Week of 101213

Daily WLCG Operations Call details

To join the call, at 15.00 CE(S)T Monday to Friday inclusive (in CERN 513 R-068) do one of the following:

  1. Dial +41227676000 (Main) and enter access code 0119168, or
  2. To have the system call you, click here
  3. The scod rota for the next few weeks is at ScodRota

WLCG Service Incidents, Interventions and Availability, Change / Risk Assessments

VO Summaries of Site Usability SIRs, Open Issues & Broadcasts Change assessments
ALICE ATLAS CMS LHCb WLCG Service Incident Reports WLCG Service Open Issues Broadcast archive CASTOR Change Assessments

General Information

General Information GGUS Information LHC Machine Information
CERN IT status board M/W PPSCoordinationWorkLog WLCG Baseline Versions WLCG Blogs   GgusInformation Sharepoint site - Cooldown Status - News


Monday:

Attendance: local(Alessandro, Cedric, David, Dirk, Gavin, Harry, Jacek, Jamie, Maarten, Maria D, Maria G, Roberto, Simone, Ulrich);remote(Gareth, Gonzalo, Jon, Luca, Michael, Peter, Rob, Rolf, Ron, Stephen, Suijian, Tore, Xavier).

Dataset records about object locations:
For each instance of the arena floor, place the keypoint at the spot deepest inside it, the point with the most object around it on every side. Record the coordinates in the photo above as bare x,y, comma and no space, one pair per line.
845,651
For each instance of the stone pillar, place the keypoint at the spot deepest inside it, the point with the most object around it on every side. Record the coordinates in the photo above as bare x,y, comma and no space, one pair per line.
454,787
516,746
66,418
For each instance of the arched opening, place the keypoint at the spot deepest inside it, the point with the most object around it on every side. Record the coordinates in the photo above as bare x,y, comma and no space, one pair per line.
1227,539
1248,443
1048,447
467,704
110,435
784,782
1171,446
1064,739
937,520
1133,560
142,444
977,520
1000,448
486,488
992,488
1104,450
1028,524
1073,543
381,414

* * *

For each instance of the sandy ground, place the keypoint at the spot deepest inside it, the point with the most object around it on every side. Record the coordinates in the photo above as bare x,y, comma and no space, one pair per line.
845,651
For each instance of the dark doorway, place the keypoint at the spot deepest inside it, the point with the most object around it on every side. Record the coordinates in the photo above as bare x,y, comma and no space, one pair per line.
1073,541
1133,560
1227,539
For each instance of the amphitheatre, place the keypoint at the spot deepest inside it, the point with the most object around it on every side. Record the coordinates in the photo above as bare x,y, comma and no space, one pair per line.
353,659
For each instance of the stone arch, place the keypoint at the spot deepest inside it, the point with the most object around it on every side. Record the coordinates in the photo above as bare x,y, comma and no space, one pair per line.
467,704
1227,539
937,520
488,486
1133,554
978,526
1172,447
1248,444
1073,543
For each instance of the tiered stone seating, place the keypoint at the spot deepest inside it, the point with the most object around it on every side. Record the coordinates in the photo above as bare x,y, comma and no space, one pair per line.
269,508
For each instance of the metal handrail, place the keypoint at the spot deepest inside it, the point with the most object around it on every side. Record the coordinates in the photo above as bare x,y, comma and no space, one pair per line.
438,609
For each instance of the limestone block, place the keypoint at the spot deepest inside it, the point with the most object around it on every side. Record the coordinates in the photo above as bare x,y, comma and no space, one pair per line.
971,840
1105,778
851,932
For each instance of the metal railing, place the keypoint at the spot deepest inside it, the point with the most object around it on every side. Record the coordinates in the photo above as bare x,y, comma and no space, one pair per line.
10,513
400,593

## [Problem to work on]
Pick up the WLCG daily operations call minutes after their final line and continue them.

## [Reply]
Experiments round table:

  • ATLAS reports -
    • NDGF tape issues, ticket GGUS:65013, 1103 files unavailable
    • Simone: this week there will be commissioning tests for full T2-T2 transfer mesh
    • Simone: no big plans for Xmas break, just normal background activities

  • CMS reports -
    • Experiment activity
      • Shutdown activities
      • Stephen: reprocessing is ending, skimming ongoing; during the Xmas break there could be a big MC production, but no request has been received yet
    • CERN and Tier0
      • Still working on recovering CVS repository.
      • Tier-0 Idle
    • Tier1 issues and plans
      • Rereco in process.
    • Tier-2 Issues
      • Nothing to report.

  • ALICE reports -
    • T0 site
      • Production and analysis downtime Dec 15-17 for the deployment of new AliEn v2.19 at CERN, T1 and some T2.
    • T1 sites
      • Nothing to report
    • T2 sites
      • Nothing to report

  • LHCb reports -
    • Experiment activities:
      • Xmas plans: run huge MC productions for physics studies. This is pending the removal of old MC data at all centers (decide to archive them in a T1D0 service class at CERN).
      • Reprocessing: at 98.4%. Remaining jobs are only due to an internal problem DIRAC not recreating jobs for unprocessed files.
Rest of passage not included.